- Work instructions -
In the entries that follow, how many lines contain "below"? Please reply with only the number.

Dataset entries

Segment Open

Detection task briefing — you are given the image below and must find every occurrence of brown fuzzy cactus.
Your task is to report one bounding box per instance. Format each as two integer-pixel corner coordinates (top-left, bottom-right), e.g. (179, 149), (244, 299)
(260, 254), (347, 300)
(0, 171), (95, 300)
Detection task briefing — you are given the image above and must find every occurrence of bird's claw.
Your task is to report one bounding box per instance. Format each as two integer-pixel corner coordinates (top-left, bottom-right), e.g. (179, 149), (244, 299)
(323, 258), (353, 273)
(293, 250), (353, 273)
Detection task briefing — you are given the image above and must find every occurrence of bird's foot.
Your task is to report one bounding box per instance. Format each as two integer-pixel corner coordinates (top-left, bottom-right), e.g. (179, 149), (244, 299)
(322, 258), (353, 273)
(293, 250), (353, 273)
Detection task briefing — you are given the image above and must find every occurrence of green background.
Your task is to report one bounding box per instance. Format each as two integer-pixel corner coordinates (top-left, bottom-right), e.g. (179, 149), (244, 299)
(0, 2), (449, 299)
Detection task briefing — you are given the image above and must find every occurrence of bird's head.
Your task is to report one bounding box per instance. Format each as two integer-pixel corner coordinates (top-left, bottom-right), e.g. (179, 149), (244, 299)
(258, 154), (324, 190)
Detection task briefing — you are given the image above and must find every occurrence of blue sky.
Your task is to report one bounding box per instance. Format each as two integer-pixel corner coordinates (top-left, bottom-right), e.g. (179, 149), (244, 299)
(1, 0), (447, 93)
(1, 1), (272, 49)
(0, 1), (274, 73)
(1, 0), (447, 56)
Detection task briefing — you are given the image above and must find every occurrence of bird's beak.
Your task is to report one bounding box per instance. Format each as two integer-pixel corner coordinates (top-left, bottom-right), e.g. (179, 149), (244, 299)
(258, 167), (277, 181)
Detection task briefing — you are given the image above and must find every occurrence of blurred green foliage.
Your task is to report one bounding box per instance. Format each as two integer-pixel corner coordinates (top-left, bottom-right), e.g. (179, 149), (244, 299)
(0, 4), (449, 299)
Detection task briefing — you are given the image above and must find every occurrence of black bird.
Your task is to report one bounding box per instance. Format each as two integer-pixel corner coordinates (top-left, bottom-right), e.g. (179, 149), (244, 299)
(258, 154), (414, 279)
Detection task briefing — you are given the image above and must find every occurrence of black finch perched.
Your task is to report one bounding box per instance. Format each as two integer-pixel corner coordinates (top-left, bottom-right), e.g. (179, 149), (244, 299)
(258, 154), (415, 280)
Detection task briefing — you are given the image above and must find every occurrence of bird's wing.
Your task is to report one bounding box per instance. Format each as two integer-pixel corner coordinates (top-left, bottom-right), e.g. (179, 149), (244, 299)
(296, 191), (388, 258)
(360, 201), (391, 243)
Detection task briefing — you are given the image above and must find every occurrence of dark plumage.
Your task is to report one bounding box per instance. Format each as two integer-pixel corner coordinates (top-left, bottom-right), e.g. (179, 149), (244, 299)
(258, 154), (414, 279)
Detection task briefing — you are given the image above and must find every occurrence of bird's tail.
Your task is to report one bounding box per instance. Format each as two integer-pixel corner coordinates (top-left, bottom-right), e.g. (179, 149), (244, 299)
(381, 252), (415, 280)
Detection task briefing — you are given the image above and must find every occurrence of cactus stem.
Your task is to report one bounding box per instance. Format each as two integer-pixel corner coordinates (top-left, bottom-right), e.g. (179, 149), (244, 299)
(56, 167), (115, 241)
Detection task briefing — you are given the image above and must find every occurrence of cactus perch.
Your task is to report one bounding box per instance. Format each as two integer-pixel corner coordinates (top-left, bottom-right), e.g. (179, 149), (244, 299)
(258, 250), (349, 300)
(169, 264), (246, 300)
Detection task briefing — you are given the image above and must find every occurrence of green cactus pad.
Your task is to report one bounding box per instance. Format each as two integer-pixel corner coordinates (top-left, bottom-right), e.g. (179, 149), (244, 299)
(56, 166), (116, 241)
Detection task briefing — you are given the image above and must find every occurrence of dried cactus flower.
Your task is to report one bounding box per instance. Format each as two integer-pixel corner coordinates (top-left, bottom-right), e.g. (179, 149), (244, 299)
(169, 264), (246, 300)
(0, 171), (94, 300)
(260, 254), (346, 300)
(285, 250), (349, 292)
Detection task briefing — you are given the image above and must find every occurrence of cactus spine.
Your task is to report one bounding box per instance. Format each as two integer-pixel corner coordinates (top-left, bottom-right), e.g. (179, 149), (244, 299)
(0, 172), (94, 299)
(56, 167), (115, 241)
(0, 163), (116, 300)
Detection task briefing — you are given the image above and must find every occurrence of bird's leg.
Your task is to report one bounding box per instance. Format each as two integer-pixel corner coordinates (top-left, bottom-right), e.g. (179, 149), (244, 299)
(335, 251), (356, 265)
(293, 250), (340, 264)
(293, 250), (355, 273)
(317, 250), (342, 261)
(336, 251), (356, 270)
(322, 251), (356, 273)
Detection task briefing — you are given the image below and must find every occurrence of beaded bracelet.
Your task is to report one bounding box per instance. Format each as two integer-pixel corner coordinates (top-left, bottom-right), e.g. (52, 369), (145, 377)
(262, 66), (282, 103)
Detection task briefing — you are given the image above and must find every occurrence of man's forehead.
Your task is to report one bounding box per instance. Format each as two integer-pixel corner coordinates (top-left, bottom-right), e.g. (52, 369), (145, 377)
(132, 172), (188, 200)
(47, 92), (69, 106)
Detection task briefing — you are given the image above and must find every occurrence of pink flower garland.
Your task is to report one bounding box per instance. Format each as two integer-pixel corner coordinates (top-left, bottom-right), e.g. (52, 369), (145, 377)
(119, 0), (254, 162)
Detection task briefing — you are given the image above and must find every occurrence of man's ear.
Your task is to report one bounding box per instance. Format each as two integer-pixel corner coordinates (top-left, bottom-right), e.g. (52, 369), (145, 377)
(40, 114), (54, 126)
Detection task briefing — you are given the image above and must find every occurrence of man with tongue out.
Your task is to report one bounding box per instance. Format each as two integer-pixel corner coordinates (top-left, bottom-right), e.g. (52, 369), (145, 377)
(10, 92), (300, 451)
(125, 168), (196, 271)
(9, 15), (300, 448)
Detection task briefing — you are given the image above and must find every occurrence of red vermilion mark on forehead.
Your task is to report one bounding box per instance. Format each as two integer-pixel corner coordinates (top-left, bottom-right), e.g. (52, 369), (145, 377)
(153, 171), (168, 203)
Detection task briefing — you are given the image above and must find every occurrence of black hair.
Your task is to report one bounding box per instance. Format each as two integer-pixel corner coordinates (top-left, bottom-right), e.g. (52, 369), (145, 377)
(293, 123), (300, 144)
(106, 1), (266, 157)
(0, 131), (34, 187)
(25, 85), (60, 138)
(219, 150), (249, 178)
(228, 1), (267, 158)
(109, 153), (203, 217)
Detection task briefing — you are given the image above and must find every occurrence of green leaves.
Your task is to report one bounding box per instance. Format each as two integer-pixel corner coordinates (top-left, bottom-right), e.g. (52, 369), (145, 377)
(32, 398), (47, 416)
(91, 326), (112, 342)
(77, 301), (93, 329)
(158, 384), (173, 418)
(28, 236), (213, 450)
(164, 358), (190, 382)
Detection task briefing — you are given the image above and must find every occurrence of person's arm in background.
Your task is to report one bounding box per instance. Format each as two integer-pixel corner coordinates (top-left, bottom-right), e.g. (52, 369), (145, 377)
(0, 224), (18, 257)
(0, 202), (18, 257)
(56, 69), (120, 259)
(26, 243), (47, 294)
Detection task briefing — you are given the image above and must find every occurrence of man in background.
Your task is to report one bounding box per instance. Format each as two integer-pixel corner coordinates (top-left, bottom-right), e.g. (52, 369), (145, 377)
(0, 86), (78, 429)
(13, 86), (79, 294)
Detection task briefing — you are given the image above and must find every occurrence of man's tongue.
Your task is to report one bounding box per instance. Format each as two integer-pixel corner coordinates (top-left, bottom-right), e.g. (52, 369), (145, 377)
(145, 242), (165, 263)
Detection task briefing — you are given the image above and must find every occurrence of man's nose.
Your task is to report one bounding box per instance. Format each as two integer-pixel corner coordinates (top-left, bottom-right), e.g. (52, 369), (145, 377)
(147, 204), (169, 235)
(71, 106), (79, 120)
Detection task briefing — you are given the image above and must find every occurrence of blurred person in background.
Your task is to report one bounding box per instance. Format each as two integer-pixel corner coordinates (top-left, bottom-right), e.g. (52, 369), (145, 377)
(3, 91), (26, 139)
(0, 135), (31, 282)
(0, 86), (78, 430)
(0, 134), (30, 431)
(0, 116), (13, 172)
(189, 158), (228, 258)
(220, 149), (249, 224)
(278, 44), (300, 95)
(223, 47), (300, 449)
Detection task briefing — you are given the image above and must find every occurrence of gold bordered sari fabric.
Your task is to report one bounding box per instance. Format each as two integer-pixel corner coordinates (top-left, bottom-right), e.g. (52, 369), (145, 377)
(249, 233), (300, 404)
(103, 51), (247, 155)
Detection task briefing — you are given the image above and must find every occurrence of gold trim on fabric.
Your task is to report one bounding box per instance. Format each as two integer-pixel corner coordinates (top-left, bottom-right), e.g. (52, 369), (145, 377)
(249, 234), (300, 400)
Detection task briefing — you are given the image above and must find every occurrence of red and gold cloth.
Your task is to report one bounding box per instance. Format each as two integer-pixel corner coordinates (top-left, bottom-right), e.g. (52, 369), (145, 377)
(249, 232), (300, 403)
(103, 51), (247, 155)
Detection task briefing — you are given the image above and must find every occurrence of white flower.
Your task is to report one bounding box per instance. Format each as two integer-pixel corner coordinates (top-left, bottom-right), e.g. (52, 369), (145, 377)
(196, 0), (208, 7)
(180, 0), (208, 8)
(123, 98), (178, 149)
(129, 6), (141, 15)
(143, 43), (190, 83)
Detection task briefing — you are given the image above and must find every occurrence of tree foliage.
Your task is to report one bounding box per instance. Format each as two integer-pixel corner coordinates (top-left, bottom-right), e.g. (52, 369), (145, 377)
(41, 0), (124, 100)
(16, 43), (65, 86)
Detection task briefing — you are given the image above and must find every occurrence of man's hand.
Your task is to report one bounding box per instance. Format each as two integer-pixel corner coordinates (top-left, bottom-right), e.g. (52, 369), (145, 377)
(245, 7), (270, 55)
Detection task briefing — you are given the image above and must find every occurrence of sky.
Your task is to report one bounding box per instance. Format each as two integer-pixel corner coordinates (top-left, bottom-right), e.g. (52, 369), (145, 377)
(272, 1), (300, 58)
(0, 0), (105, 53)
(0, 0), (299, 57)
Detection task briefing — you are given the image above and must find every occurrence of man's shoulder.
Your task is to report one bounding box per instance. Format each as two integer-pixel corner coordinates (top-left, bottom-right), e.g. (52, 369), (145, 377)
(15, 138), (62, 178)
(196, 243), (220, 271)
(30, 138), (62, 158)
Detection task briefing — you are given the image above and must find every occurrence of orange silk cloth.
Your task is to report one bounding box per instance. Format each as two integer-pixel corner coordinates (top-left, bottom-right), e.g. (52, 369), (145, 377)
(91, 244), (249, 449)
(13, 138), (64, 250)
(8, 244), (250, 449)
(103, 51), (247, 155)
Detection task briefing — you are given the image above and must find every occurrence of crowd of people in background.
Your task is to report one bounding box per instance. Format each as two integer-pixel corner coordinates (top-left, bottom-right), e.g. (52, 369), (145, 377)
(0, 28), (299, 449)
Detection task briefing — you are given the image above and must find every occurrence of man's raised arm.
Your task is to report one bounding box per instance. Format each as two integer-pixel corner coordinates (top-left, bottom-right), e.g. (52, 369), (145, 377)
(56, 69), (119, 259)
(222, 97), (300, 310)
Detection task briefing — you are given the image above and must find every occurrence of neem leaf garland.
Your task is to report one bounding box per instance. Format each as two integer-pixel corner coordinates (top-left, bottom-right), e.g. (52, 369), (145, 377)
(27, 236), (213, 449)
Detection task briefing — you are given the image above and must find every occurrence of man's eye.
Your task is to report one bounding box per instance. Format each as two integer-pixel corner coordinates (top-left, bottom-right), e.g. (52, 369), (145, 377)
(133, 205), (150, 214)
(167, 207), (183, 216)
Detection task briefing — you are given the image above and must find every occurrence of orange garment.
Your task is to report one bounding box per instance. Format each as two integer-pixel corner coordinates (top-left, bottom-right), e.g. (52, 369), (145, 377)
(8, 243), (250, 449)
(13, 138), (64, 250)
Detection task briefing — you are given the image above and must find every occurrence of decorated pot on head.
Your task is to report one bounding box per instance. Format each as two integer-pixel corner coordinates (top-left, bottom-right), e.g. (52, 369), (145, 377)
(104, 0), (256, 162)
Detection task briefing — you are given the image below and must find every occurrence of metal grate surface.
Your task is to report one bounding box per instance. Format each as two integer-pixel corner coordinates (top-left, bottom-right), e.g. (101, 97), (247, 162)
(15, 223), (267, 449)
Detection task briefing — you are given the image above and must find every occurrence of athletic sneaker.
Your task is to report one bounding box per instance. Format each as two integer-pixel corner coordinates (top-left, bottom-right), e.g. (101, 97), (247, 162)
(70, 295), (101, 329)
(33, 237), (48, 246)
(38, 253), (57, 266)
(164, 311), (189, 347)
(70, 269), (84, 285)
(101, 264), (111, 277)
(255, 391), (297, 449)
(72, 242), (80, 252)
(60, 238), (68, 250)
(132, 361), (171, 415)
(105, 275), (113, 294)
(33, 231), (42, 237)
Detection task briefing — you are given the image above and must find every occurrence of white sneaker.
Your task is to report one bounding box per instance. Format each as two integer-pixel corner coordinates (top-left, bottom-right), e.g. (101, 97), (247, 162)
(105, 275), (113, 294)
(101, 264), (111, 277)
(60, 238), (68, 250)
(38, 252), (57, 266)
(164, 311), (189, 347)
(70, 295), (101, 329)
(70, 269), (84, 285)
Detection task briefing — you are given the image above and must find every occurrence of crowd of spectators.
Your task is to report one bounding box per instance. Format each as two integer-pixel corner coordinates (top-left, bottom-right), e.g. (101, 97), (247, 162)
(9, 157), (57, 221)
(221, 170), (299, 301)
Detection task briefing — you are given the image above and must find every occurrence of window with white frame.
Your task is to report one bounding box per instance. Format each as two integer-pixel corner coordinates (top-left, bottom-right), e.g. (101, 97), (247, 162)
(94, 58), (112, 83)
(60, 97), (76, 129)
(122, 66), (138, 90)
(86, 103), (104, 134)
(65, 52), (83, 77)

Segment Closed

- Solution for this problem -
3